*** RECORDS SHOWN ***
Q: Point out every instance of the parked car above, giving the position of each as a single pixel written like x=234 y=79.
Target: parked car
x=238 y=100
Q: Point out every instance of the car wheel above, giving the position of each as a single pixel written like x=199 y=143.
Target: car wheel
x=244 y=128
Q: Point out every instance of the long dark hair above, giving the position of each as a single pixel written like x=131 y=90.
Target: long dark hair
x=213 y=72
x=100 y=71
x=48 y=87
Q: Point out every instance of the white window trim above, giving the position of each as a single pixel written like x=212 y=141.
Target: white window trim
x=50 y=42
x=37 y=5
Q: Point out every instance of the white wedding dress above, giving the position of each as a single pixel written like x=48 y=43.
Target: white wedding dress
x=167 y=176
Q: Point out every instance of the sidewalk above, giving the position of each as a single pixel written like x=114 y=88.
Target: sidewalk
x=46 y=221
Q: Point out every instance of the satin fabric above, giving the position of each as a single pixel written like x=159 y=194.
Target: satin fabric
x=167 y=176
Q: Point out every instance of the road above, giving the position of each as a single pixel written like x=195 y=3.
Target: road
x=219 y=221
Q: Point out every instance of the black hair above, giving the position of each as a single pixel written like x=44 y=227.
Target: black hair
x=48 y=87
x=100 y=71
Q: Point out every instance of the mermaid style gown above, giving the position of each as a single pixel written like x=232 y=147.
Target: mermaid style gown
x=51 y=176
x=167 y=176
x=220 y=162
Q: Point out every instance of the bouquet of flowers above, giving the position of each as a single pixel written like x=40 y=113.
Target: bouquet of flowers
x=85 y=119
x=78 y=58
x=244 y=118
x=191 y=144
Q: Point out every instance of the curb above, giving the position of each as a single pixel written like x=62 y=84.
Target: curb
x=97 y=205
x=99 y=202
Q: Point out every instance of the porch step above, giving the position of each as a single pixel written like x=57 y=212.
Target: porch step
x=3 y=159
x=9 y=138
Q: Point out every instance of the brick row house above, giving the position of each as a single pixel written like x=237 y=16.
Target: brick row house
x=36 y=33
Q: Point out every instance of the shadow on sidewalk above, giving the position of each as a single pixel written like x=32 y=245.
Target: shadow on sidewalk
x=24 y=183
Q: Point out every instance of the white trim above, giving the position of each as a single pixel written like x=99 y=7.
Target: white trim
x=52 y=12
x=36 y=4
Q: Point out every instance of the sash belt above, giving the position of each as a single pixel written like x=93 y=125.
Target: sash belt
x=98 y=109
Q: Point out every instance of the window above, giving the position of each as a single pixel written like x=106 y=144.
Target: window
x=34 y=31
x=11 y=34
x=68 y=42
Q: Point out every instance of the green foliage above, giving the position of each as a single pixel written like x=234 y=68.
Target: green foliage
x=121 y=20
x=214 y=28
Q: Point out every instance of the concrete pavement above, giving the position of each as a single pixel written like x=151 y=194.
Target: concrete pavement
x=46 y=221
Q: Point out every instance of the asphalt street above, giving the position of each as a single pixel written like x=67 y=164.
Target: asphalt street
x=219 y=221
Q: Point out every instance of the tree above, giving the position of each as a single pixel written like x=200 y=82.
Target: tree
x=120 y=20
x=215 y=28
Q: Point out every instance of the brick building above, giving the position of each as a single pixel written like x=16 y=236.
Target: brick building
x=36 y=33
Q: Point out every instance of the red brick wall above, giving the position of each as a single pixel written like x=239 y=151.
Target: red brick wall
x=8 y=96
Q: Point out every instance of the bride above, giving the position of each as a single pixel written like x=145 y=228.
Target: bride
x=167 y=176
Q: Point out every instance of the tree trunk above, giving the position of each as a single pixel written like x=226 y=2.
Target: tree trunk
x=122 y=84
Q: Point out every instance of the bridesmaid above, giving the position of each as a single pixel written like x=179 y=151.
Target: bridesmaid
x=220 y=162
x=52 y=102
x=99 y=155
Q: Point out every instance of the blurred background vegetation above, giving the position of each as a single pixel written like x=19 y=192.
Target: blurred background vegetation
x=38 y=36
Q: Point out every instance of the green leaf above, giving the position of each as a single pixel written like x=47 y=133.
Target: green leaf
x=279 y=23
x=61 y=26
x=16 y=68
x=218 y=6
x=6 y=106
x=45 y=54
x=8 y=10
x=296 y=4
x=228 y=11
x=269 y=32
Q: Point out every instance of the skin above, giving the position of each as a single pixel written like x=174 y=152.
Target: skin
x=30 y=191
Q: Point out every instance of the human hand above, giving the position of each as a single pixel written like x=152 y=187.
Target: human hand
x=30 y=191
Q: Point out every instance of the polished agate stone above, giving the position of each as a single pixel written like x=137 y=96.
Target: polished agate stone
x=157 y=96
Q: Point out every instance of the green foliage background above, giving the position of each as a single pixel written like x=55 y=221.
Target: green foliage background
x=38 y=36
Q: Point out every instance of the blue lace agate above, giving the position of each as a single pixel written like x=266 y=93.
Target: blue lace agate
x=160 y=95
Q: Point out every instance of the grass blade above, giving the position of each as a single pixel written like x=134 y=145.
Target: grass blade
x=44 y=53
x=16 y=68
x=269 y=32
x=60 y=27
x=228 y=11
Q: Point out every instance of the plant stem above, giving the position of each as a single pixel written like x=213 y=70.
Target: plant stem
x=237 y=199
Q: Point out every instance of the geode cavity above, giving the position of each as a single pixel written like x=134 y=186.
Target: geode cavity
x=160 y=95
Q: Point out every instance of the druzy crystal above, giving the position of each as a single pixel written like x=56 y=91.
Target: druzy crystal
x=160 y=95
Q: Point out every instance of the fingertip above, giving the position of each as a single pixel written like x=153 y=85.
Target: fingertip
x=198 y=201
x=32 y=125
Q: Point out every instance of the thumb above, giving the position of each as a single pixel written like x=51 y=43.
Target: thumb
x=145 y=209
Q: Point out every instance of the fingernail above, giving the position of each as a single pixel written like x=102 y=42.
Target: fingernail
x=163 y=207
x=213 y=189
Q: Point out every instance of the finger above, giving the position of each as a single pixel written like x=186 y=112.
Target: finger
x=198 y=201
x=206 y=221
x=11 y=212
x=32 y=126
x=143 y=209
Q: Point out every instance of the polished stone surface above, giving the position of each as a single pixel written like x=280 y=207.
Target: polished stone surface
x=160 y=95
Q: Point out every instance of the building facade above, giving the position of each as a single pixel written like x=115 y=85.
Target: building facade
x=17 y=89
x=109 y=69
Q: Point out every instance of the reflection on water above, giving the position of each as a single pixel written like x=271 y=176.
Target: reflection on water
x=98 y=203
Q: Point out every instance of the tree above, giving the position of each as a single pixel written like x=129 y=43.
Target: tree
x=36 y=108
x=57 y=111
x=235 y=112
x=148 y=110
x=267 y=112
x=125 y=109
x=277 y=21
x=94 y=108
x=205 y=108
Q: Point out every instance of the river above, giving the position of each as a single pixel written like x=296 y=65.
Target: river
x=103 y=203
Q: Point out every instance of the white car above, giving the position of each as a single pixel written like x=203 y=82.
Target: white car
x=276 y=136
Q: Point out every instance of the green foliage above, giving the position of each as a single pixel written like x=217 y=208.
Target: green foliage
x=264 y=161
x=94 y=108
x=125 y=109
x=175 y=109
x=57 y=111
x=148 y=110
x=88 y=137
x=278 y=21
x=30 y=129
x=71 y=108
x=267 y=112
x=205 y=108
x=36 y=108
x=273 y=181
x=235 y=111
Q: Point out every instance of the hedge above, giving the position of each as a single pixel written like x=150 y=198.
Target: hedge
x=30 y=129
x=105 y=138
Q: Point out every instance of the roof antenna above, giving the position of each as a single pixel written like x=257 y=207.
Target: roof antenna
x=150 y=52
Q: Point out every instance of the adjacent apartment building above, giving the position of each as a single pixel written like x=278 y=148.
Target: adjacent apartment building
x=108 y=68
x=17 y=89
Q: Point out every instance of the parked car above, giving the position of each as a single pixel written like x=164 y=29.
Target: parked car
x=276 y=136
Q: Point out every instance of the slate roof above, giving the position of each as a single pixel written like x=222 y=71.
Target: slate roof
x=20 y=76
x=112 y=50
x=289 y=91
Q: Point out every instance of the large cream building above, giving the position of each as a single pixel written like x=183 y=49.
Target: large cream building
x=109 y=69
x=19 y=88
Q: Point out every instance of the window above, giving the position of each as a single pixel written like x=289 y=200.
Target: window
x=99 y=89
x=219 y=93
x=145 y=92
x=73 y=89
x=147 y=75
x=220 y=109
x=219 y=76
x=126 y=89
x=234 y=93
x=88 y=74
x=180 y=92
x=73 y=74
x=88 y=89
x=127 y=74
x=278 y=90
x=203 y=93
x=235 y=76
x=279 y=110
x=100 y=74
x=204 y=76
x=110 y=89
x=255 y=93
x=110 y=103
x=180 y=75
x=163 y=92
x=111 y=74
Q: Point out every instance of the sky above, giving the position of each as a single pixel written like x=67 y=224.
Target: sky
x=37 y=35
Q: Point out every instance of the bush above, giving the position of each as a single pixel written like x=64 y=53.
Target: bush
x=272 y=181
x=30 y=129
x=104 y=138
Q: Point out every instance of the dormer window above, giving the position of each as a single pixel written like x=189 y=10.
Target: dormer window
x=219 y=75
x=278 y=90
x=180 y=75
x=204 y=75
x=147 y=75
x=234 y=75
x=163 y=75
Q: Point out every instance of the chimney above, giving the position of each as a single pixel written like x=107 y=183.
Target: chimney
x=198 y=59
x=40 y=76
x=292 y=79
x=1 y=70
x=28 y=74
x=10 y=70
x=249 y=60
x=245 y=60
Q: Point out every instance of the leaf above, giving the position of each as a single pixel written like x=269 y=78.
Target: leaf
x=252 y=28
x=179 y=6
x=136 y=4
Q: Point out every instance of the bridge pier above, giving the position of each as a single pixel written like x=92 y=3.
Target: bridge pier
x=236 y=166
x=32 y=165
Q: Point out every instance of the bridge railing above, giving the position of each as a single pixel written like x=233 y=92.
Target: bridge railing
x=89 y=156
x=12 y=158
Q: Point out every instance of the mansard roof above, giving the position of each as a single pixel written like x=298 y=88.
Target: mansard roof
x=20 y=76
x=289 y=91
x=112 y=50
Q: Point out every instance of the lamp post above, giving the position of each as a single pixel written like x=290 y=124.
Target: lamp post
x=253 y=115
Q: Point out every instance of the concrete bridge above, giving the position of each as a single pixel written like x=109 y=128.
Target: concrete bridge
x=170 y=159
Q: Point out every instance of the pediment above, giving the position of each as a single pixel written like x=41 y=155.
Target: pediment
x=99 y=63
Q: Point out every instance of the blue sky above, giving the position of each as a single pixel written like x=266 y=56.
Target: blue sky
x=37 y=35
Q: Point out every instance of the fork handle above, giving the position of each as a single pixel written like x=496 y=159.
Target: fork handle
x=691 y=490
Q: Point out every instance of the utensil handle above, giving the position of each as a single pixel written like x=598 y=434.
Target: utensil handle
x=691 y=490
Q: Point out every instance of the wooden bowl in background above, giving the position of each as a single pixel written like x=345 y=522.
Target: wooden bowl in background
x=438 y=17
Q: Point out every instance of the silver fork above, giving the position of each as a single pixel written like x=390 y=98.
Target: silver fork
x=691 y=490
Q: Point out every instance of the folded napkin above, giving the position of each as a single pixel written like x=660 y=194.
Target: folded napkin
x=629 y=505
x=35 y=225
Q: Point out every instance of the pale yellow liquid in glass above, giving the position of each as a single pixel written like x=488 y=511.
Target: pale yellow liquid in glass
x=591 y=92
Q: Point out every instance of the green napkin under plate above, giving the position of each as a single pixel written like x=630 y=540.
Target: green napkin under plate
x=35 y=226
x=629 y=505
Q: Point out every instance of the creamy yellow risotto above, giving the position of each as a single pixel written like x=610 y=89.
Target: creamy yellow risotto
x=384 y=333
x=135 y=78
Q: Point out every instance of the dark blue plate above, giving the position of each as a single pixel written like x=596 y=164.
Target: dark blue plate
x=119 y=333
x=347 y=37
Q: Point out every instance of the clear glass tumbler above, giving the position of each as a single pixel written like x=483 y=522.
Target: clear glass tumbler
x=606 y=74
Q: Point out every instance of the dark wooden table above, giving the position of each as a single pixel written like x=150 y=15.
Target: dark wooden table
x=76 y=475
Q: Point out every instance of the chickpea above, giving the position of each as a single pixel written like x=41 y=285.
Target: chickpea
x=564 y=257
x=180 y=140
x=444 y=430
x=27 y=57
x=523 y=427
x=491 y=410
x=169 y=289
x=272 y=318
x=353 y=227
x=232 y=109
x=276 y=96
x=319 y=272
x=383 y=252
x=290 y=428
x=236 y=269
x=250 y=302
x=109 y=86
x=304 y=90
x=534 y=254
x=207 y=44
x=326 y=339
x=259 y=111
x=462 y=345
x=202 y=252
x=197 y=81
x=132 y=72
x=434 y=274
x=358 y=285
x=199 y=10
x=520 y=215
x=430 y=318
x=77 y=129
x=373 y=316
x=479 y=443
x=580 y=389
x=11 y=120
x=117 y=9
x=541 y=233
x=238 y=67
*** End of RECORDS SHOWN ***
# GOAL OF THE EXERCISE:
The stretch of entries above that starts with the line containing "Target: bush" and goes on through the line containing "Q: Point out every instance of the blue sky" is to be transcribed exactly, and no other line is to be transcribed.

# WRITTEN RESPONSE:
Target: bush
x=272 y=181
x=30 y=129
x=104 y=138
Q: Point out every instance of the dormer window above, giving the position of each as a single pixel written like x=189 y=10.
Target: dormer window
x=219 y=75
x=278 y=90
x=180 y=75
x=204 y=75
x=147 y=75
x=234 y=75
x=163 y=75
Q: Point out every instance of the chimney above, giving the position of each as a single pixel written like x=107 y=183.
Target: chimney
x=198 y=59
x=40 y=76
x=292 y=79
x=1 y=70
x=28 y=74
x=10 y=70
x=249 y=60
x=245 y=60
Q: Point out every instance of the leaf above, giving the position of each as a single pixel written like x=269 y=78.
Target: leaf
x=252 y=28
x=179 y=6
x=136 y=4
Q: Point out every instance of the bridge pier above, giving the position of each as a single pixel written like x=92 y=3.
Target: bridge pier
x=236 y=166
x=32 y=165
Q: Point out every instance of the bridge railing above, giving the position of each as a single pixel written like x=233 y=92.
Target: bridge railing
x=89 y=156
x=12 y=158
Q: Point out every instance of the mansard roof above, giving the position of each as a single pixel written like x=298 y=88.
Target: mansard roof
x=20 y=76
x=289 y=91
x=112 y=50
Q: Point out every instance of the lamp post above, giving the position of each as a single pixel written like x=290 y=124.
Target: lamp post
x=253 y=115
Q: Point out every instance of the concrete bridge above, giving the position of each as a single pixel written like x=109 y=128.
Target: concrete bridge
x=170 y=159
Q: Point out every instance of the pediment above, giving the position of each as a single pixel written like x=41 y=155.
Target: pediment
x=99 y=63
Q: Point out every instance of the blue sky above, giving the position of each as a single pixel written like x=266 y=56.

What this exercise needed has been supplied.